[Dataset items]
------------------------------
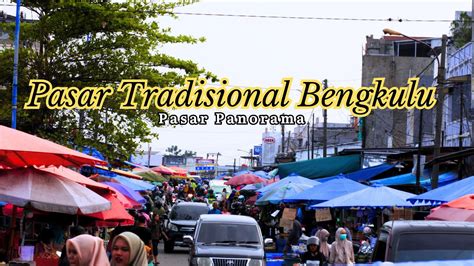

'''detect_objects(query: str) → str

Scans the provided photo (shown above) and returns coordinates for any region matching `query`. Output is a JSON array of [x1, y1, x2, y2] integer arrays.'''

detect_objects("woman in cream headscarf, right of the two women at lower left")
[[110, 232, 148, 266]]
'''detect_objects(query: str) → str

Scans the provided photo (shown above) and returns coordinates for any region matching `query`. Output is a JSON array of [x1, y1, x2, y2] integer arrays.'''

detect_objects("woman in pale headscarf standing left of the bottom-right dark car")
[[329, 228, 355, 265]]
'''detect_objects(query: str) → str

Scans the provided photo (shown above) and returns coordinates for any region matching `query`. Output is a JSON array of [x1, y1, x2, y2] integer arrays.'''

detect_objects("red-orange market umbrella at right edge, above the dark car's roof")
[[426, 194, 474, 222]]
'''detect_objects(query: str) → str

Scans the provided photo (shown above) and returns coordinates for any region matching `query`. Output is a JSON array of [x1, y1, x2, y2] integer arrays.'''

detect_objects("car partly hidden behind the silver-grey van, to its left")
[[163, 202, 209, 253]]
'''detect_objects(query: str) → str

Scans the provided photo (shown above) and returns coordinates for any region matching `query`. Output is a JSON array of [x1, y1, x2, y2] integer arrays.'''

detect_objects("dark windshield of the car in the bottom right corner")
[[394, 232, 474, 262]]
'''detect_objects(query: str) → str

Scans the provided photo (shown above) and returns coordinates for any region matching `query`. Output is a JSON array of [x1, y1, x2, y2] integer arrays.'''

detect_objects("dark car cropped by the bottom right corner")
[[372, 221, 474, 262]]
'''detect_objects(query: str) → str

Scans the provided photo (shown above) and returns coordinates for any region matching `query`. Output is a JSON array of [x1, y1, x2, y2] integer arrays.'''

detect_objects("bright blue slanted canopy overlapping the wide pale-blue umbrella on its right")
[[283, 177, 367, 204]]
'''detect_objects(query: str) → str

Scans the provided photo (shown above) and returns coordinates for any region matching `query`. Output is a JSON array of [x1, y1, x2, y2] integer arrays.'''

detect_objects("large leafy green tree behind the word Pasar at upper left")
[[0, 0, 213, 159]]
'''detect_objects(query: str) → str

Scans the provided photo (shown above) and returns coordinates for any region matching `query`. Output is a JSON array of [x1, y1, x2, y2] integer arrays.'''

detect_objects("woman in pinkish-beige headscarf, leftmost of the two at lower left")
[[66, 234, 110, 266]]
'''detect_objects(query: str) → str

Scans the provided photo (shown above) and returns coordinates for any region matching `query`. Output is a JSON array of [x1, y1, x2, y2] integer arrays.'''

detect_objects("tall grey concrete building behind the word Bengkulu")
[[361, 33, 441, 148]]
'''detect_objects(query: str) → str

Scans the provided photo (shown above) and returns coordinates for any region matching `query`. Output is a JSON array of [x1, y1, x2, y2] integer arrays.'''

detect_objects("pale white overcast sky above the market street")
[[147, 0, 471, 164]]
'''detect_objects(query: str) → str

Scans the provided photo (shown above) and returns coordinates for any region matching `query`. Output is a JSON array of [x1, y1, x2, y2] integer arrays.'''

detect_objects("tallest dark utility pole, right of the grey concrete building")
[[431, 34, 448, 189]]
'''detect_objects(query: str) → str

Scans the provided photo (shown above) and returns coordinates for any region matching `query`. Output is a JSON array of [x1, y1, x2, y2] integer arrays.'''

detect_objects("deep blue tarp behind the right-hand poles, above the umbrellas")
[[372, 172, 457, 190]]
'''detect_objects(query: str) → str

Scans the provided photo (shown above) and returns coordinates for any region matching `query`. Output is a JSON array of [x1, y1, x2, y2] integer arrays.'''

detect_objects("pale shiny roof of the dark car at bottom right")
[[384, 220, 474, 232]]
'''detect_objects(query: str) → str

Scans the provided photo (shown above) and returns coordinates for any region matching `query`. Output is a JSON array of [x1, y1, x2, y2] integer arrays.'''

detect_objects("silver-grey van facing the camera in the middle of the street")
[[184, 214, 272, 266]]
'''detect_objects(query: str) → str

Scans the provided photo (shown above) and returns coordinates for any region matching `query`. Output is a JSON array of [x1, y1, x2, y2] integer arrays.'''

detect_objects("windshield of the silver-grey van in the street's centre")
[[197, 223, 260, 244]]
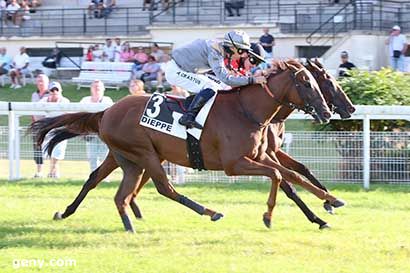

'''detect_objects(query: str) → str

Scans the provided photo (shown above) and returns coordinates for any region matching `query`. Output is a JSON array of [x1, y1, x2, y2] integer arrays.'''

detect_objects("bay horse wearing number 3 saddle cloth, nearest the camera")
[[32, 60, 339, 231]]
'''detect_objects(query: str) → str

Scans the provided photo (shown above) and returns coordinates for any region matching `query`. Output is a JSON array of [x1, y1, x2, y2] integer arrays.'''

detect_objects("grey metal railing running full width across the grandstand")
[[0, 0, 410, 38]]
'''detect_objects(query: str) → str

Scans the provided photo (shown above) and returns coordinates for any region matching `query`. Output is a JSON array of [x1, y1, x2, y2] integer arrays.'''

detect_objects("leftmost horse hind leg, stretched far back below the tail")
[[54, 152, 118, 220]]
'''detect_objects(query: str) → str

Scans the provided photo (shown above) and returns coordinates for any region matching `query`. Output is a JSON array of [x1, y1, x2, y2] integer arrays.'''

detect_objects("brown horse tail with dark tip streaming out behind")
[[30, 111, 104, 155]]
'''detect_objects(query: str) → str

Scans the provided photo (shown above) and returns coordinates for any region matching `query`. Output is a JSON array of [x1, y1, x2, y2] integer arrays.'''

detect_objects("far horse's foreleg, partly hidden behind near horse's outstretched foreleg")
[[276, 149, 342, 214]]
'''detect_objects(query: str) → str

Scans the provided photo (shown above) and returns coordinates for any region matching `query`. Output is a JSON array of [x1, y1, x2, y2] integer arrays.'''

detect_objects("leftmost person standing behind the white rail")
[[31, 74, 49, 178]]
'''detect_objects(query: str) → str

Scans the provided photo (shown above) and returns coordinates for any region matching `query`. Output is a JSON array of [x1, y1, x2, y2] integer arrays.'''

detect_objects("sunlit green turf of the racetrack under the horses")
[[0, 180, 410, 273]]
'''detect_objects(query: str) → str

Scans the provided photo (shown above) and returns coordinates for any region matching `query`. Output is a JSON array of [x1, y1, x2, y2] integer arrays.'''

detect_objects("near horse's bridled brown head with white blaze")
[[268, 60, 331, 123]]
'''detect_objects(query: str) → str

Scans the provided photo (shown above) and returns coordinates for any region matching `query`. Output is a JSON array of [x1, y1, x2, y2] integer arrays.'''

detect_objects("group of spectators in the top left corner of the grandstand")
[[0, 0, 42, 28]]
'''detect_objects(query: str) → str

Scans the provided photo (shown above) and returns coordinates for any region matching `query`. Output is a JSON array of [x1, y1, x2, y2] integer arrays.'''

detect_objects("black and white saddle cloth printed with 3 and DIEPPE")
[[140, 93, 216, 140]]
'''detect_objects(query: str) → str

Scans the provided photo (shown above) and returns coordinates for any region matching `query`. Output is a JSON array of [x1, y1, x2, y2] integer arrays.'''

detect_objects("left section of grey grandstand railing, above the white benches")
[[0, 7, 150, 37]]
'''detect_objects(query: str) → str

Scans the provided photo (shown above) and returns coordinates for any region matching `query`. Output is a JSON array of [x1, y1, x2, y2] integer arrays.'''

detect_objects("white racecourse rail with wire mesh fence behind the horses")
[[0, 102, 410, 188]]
------------------------------
Exercise instructions
From the line holding "racecourse rail with" to the last line of the records, quote each line exactly and add nothing.

Result for this task
detect_objects("white racecourse rail with wire mesh fence behind the horses")
[[0, 102, 410, 188]]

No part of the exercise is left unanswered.